Aim of the task:
Pull out each line of the records below that contains the word "wavy", and copy those lines in their original order.

>> BEGIN Material for this exercise

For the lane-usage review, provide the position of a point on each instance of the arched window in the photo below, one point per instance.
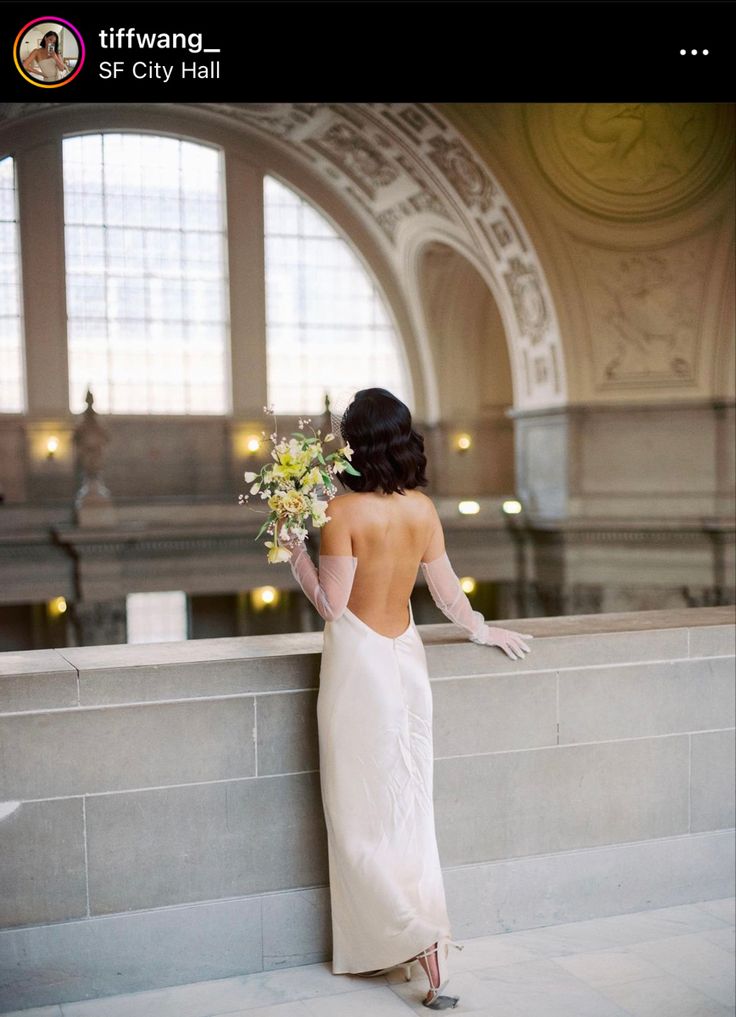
(12, 384)
(146, 277)
(327, 324)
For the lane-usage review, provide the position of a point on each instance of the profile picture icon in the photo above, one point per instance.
(49, 52)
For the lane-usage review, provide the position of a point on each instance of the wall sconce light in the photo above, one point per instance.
(510, 506)
(57, 606)
(264, 596)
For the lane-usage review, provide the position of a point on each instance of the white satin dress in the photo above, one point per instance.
(374, 716)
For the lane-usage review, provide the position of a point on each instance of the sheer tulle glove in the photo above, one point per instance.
(451, 599)
(510, 642)
(329, 587)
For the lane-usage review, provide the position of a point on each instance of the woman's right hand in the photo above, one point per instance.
(510, 642)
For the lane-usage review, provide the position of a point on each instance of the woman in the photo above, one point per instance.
(374, 705)
(47, 58)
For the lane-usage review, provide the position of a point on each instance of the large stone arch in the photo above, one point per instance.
(387, 174)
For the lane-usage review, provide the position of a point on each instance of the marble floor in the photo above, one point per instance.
(668, 962)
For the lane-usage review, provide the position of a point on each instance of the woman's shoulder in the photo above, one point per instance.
(356, 501)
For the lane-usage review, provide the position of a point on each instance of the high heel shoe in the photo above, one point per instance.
(437, 1001)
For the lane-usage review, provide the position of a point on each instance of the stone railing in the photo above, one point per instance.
(161, 819)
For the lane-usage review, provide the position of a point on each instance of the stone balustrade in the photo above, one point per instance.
(161, 818)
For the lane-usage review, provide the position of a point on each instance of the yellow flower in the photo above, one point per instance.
(311, 479)
(277, 553)
(294, 502)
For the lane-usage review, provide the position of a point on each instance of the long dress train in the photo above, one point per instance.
(374, 716)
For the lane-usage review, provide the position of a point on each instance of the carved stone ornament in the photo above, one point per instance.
(645, 310)
(529, 303)
(631, 161)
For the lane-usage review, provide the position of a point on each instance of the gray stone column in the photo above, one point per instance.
(247, 288)
(41, 203)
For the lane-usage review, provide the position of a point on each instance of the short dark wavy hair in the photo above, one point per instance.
(386, 450)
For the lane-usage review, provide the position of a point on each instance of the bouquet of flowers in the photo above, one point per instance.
(297, 485)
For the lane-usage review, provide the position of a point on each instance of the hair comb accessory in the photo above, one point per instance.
(338, 407)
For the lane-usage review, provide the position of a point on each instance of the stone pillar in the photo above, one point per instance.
(41, 204)
(247, 288)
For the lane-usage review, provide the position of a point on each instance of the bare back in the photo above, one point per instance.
(388, 534)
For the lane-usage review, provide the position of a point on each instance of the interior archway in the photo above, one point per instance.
(469, 346)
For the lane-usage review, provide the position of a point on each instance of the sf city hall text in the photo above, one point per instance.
(159, 71)
(131, 39)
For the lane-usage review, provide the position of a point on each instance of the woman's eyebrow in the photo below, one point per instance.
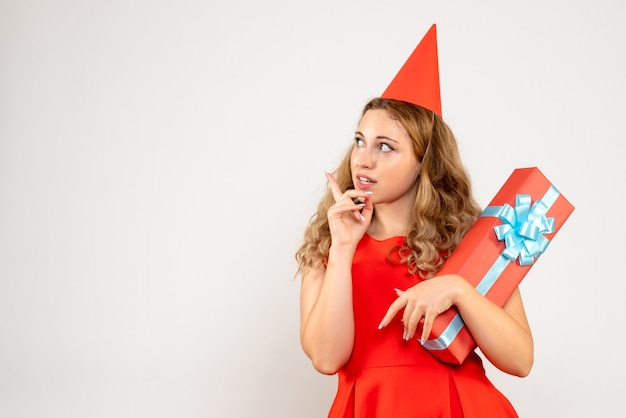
(378, 137)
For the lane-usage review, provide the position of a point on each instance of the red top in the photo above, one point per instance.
(388, 377)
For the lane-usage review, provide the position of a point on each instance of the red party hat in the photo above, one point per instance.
(417, 81)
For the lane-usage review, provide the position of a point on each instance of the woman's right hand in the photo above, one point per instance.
(347, 220)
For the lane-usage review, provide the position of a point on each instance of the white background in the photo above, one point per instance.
(160, 159)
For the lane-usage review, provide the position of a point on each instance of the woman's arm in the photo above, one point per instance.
(503, 334)
(326, 315)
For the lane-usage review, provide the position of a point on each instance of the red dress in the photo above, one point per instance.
(387, 377)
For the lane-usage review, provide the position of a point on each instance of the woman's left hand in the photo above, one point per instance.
(426, 299)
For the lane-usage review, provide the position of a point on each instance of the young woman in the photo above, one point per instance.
(396, 208)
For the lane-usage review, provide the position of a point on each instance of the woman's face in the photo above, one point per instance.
(383, 160)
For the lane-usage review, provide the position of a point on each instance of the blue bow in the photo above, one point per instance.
(523, 228)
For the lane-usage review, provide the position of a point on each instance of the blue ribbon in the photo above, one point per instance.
(523, 235)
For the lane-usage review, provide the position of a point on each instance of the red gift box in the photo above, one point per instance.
(498, 250)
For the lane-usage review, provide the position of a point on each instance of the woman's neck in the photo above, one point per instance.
(389, 222)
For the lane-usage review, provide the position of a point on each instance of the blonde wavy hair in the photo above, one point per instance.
(444, 206)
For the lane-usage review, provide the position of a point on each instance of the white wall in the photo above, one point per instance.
(160, 159)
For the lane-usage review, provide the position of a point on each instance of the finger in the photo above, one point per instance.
(427, 327)
(394, 308)
(334, 186)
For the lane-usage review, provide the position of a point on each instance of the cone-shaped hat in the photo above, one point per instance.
(417, 81)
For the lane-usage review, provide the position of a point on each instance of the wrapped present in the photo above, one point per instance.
(498, 251)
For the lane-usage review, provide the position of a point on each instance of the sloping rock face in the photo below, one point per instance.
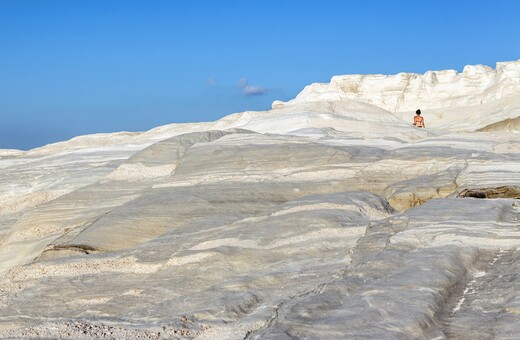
(319, 219)
(477, 97)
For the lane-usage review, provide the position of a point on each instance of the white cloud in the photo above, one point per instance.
(251, 90)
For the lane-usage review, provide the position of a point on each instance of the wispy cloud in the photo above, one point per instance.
(251, 90)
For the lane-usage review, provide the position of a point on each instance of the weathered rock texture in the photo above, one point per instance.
(323, 218)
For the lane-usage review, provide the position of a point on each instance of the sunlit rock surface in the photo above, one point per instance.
(327, 217)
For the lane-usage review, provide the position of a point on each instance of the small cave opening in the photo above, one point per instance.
(497, 192)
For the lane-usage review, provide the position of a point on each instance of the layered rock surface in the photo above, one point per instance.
(327, 217)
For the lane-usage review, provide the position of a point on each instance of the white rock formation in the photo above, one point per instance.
(467, 101)
(326, 217)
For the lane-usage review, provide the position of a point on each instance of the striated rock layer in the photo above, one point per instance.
(326, 217)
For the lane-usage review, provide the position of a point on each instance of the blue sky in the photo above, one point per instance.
(71, 67)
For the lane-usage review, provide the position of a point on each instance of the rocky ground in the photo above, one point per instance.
(317, 219)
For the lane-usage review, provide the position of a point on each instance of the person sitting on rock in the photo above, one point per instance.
(418, 120)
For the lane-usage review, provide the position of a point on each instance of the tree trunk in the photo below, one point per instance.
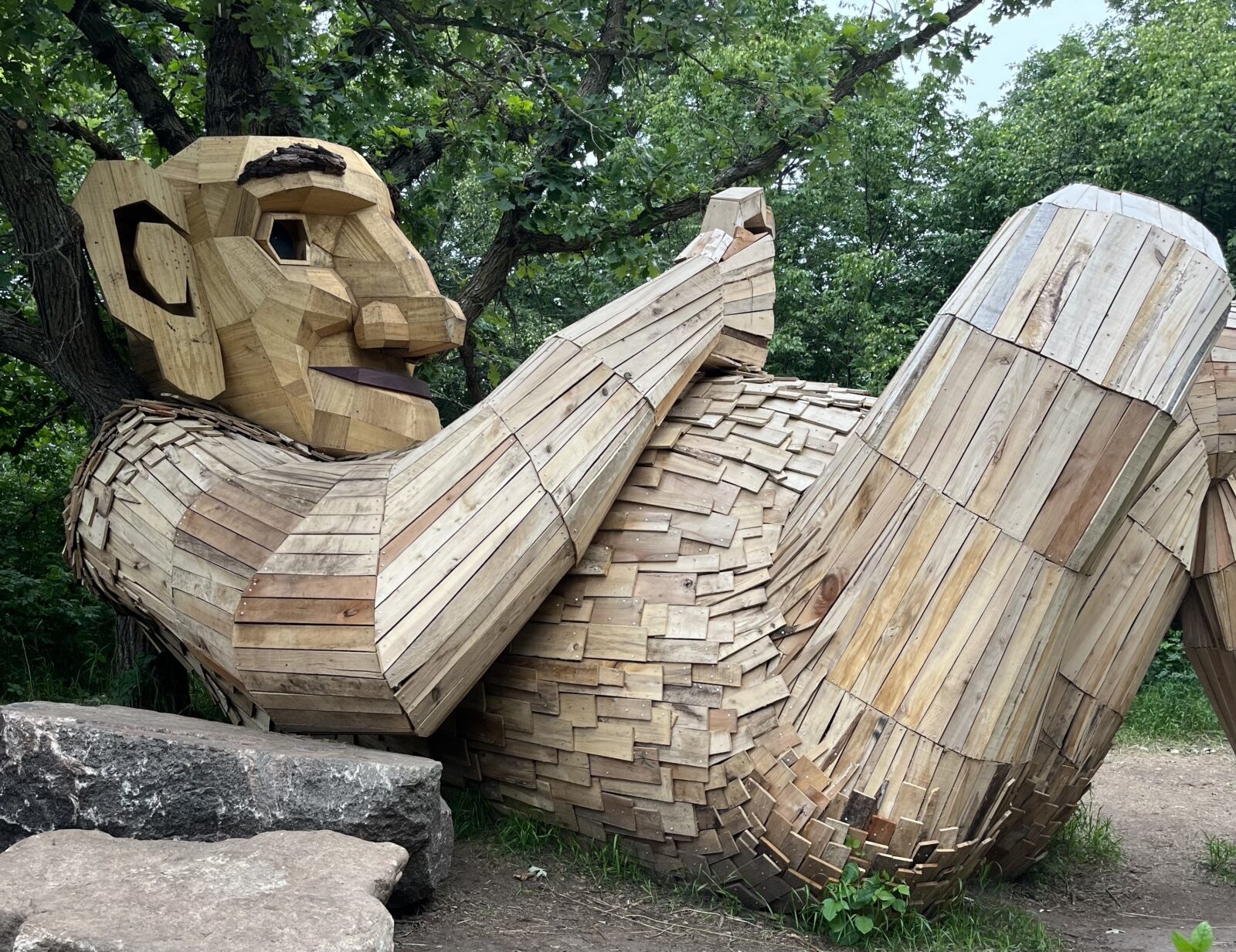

>> END Material for this exercise

Completed task:
For the lane-usage review, provide the position of a point on each instance of the short dark wavy hair in the photo above, one point per instance.
For the lane-usage review, provide the position of a point on each instance of the blonde wavy hair in the photo above, one point per instance.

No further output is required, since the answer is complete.